Date and Time: Friday, 10th August, 2018, from 15:00 to 16:30
Place: IMRAM East Building 1, 3rd Floor Meeting Room #307, Katahira Campus, Tohoku University

Lecturer: Prof. Reiko ODA(Research Director, CNRS-CBMN / University of Bordeaux, France)
Title: Kinetic evolution of Chiral nanometric molecular assemblies: Molecular chirality to supramolecular chirality

Outline：
A vast number of examples of chiral nanostructures exist in nature such as nucleic acids, proteins or protein assemblies, inspiring chemists to design synthetic macromolecules with well-defined architectures and functions. The crystallography and modelling approaches are strong allies for logical design of such structures based on intra-inter molecular interaction. Meanwhile, it is much more difficult to predict and design the chiral structure formation based on molecular assemblies, usually more than 10 times larger than molecular helices, of the order of a few tens of nanometer in their pitches, due to the difficulty to obtain the molecular information at atomic scale for these structures. Not only because of the difficulty to crystalize these molecules while keeping the information of chiral packing but also the complex combination of cooperative weak interactions make it difficult to predict their assembling mechanisms. It is also sometimes shown that these objects evolves with time with a very slow time constant (needs days to reach equilibrium). We have previously shown that non-chiral di-cationic surfactant self-assemble to multi-bilayers to form helices in the presence of dianions, tartrate. Depending on the enantiomeric excess (ee) of the tartrate, the pitches vary from small (~60 nm) for ee = 1 to micrometers for ee = ~0.3 then to infinite (no helicity) for ee = 0.1,2 In this study, we follow the formation of these nanohelices of various sizes using the ensemble of techniques, CD, VCD, XRD, FT-IR, and cryo TEM. We have shown that the large twisted ribbons with micrometric pitches grow from the merging of smaller helices with nanometric pitches while the molecular organization increases with time, therefore leading to the increase in VCD, and the decrease in CD along with the pitch increase. The ensemble of data shed light on understanding how these helical molecular assemblies are formed resulting in the chirality enhancement.

● ● ● ● ● ● ●

▸ **Brief 1**: Copy the seminar announcement word for word, from "Date and Time: Friday, 10th" up to and including "of Bordeaux, France)".
▸ **Brief 2**: Which techniques does the seminar announcement name for following the formation of the nanohelices? List every one.

● ● ● ● ● ● ●

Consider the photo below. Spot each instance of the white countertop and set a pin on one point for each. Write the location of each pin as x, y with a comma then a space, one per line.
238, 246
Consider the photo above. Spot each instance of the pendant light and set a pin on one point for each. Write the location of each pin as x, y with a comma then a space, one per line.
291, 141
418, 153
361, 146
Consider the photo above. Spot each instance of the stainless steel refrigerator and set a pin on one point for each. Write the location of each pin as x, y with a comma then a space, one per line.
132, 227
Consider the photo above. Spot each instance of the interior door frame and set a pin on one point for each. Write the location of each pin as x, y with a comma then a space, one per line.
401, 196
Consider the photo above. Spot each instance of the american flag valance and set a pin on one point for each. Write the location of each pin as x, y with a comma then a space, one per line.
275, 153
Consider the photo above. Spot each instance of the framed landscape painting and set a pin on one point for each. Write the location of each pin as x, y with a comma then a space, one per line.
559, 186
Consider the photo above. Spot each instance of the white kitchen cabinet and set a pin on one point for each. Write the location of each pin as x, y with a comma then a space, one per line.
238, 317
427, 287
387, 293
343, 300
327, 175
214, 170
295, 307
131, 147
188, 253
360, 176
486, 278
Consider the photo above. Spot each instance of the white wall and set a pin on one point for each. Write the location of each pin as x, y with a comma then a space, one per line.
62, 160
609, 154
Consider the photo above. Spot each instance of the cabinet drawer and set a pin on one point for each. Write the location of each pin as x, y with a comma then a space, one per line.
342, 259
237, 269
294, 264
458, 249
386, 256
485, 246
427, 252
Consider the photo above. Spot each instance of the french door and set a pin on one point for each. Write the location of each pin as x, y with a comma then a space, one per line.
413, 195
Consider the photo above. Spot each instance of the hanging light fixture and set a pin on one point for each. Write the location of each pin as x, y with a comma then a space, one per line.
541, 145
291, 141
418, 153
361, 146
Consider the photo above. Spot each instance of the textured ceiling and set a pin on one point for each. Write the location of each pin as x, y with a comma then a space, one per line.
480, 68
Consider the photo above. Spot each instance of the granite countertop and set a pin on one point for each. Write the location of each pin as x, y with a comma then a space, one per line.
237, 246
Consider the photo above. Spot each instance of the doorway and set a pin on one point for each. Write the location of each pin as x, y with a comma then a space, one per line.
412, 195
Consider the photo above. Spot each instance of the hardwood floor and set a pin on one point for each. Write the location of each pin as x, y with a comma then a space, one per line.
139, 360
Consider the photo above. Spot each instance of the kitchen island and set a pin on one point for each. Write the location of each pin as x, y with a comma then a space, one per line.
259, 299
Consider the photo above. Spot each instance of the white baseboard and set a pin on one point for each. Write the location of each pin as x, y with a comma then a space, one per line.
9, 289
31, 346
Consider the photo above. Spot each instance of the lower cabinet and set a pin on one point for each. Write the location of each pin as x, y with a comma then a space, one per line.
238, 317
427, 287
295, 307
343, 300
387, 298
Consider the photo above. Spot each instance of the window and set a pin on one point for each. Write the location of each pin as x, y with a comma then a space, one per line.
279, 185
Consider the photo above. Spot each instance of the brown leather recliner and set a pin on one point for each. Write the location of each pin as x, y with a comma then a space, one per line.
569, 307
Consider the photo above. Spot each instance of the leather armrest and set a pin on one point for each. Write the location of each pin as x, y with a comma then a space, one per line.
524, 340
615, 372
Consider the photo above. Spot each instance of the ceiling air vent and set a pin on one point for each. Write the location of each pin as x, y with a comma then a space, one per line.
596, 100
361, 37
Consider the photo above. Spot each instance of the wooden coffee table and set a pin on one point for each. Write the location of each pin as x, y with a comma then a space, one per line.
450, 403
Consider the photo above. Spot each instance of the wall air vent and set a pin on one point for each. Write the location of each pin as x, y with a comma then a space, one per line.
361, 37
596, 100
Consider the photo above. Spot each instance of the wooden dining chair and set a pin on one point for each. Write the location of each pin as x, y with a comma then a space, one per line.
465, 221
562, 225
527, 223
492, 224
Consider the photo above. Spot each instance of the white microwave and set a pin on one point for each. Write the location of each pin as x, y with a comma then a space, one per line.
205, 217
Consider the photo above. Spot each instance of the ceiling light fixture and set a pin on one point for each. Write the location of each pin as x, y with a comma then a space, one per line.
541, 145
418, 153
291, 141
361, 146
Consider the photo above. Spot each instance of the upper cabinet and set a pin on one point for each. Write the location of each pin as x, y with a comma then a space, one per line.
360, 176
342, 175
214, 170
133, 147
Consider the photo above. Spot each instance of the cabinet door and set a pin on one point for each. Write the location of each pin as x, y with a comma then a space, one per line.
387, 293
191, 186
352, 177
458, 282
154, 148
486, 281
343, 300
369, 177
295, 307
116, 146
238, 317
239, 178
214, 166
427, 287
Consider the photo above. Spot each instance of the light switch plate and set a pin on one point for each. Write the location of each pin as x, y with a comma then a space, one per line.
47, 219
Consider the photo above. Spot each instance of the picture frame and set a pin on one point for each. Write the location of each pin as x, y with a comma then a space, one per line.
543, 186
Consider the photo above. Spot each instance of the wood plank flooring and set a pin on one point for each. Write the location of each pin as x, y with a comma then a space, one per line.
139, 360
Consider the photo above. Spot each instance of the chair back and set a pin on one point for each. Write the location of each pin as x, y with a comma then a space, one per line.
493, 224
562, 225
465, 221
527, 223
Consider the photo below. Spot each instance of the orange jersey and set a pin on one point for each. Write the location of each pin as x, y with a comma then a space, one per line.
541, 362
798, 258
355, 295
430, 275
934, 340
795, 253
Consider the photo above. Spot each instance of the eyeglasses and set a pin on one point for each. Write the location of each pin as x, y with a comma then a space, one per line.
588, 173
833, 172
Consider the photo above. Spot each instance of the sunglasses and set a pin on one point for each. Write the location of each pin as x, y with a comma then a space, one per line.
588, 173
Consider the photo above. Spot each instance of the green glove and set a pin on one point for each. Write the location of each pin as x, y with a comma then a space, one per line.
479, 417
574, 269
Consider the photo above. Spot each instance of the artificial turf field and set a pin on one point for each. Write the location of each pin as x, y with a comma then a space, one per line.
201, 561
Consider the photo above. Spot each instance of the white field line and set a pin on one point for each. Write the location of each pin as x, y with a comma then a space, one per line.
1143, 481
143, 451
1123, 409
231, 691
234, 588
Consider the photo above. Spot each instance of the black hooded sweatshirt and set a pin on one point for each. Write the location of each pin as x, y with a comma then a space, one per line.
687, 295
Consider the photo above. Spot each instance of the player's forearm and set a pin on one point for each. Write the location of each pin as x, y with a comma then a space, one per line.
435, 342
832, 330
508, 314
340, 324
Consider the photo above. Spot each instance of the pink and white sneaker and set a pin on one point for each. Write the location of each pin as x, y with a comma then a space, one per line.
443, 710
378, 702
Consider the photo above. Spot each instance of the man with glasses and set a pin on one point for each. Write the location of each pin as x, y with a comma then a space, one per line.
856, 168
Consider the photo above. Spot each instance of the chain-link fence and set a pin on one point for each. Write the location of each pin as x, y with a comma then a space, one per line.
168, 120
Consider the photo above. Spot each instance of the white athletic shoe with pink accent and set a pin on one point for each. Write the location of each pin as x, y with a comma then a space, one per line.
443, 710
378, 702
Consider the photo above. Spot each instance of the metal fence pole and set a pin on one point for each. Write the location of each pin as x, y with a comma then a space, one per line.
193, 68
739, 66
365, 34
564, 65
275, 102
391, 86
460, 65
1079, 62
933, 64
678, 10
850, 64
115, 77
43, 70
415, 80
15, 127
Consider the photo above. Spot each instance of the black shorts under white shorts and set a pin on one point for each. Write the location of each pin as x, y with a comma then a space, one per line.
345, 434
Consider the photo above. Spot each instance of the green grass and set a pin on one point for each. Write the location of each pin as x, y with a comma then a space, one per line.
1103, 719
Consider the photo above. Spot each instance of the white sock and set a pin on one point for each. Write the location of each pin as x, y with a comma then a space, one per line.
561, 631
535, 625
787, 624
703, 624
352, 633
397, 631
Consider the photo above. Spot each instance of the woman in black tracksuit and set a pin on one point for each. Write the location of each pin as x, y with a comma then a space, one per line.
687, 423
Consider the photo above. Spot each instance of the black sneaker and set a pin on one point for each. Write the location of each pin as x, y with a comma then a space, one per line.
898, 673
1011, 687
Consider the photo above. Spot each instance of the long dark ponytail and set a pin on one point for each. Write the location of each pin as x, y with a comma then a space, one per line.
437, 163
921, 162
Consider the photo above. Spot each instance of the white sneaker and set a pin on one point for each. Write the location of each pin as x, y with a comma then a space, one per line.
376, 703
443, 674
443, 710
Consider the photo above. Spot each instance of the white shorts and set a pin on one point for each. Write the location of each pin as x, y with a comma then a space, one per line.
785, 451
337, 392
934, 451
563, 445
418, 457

● ● ● ● ● ● ●

▸ **Written answer 1**:
Date and Time: Friday, 10th August, 2018, from 15:00 to 16:30
Place: IMRAM East Building 1, 3rd Floor Meeting Room #307, Katahira Campus, Tohoku University

Lecturer: Prof. Reiko ODA(Research Director, CNRS-CBMN / University of Bordeaux, France)

▸ **Written answer 2**:
CD
VCD
XRD
FT-IR
cryo TEM